**Exercise**
Rewrite the rows below from their start through the line with "(121, 1008)", keeping each labeling line unchanged and raising every pixel coordinate by 141. Leave the pictures out.

┌──

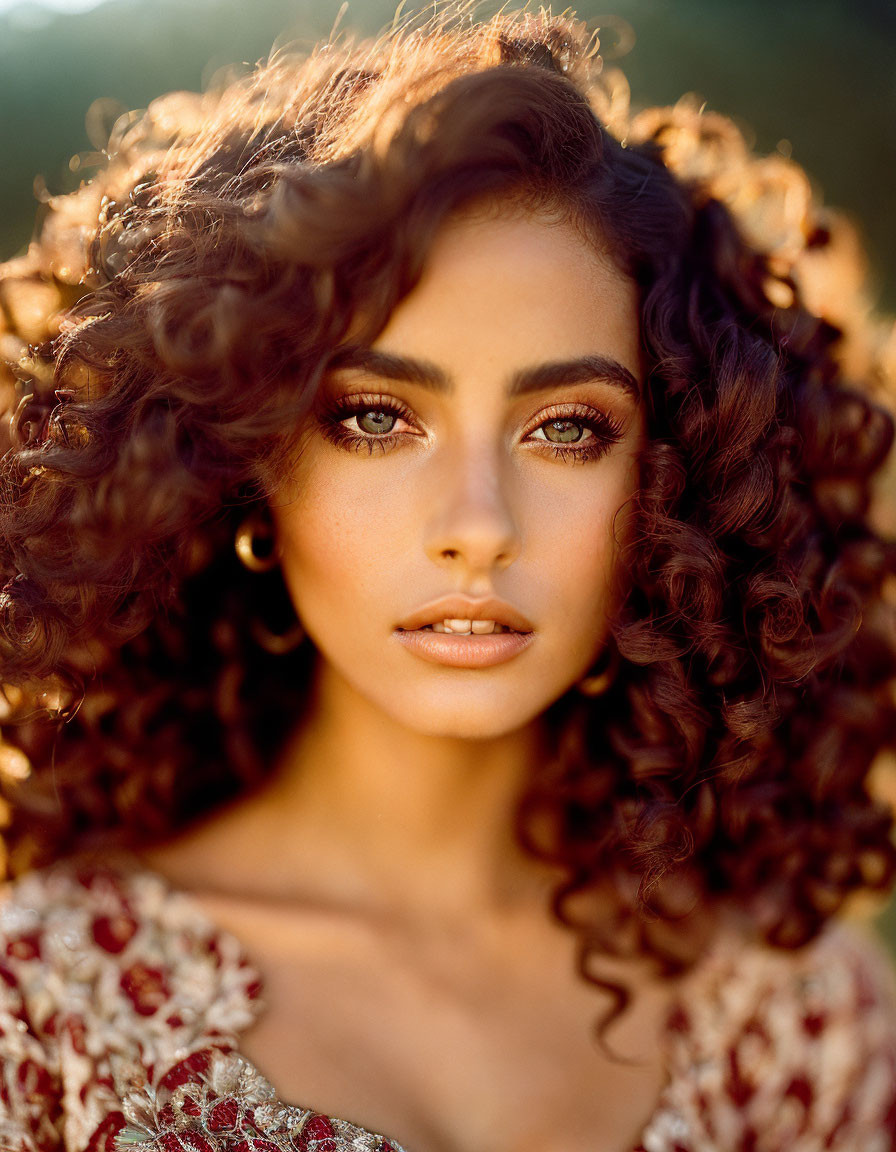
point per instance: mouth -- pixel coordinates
(462, 633)
(464, 649)
(464, 628)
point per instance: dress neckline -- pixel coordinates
(233, 1065)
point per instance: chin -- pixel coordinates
(488, 717)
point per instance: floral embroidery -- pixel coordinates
(121, 1008)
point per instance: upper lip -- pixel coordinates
(460, 607)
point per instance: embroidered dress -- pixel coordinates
(121, 1009)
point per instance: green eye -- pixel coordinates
(374, 422)
(563, 431)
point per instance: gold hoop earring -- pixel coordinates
(251, 530)
(597, 683)
(278, 643)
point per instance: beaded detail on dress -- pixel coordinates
(121, 1009)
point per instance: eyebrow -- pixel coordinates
(553, 373)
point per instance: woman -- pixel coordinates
(477, 506)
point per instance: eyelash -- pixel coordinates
(606, 430)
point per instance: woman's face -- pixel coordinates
(481, 449)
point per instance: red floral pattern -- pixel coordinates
(121, 1010)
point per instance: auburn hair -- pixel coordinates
(165, 335)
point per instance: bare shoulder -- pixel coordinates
(773, 1048)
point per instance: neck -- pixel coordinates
(366, 813)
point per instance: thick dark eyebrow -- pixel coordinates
(553, 373)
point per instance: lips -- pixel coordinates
(460, 608)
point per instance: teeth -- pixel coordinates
(468, 627)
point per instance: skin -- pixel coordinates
(472, 499)
(416, 983)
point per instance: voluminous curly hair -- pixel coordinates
(166, 334)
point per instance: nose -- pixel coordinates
(471, 525)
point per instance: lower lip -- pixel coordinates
(472, 651)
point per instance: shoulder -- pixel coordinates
(773, 1048)
(107, 976)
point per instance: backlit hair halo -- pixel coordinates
(154, 369)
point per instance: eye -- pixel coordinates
(578, 432)
(376, 422)
(366, 423)
(563, 431)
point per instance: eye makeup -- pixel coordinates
(365, 422)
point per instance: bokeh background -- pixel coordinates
(810, 78)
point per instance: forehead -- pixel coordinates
(506, 286)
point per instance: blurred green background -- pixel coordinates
(813, 78)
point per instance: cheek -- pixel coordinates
(335, 540)
(579, 533)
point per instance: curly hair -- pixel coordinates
(166, 334)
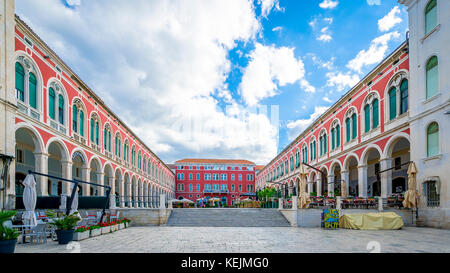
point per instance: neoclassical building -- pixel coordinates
(225, 179)
(365, 131)
(53, 123)
(398, 113)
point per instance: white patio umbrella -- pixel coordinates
(304, 199)
(29, 200)
(74, 207)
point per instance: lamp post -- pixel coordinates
(5, 161)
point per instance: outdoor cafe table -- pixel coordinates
(22, 229)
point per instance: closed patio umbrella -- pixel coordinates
(343, 189)
(29, 201)
(304, 199)
(74, 207)
(412, 195)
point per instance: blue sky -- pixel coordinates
(188, 76)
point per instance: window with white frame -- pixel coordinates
(27, 87)
(371, 112)
(57, 106)
(397, 97)
(430, 16)
(432, 77)
(78, 118)
(95, 129)
(351, 125)
(322, 143)
(107, 138)
(305, 153)
(335, 135)
(433, 139)
(313, 149)
(432, 193)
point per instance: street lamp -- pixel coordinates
(5, 161)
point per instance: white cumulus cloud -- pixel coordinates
(375, 54)
(161, 66)
(328, 4)
(390, 20)
(269, 68)
(341, 80)
(295, 128)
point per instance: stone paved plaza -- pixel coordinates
(253, 240)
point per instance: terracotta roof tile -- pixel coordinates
(215, 161)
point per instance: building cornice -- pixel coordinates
(20, 24)
(359, 86)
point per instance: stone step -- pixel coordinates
(227, 218)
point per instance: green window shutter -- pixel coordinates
(315, 149)
(321, 146)
(432, 77)
(51, 103)
(105, 136)
(404, 96)
(81, 123)
(433, 139)
(354, 126)
(430, 16)
(109, 141)
(375, 114)
(97, 133)
(347, 129)
(338, 136)
(115, 146)
(92, 129)
(20, 79)
(32, 92)
(61, 109)
(333, 140)
(74, 118)
(392, 103)
(367, 118)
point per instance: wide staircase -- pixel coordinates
(210, 217)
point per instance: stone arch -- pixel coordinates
(59, 88)
(391, 143)
(39, 146)
(394, 81)
(30, 66)
(364, 155)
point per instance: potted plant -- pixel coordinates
(65, 226)
(127, 222)
(114, 226)
(105, 228)
(81, 233)
(95, 230)
(8, 236)
(121, 224)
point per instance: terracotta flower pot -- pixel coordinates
(8, 246)
(64, 236)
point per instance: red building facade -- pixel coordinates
(209, 178)
(64, 129)
(364, 133)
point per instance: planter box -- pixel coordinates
(8, 246)
(64, 236)
(95, 232)
(106, 230)
(79, 236)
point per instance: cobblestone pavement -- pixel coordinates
(253, 240)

└──

**Exercise output**
point per instance: mouth -- pixel coordinates
(603, 774)
(605, 790)
(605, 769)
point per instance: dress neckline -- pixel coordinates
(374, 1206)
point per instance: chin -- pixel coordinates
(629, 858)
point per instance: floral embroidery -- pixel coordinates
(262, 1149)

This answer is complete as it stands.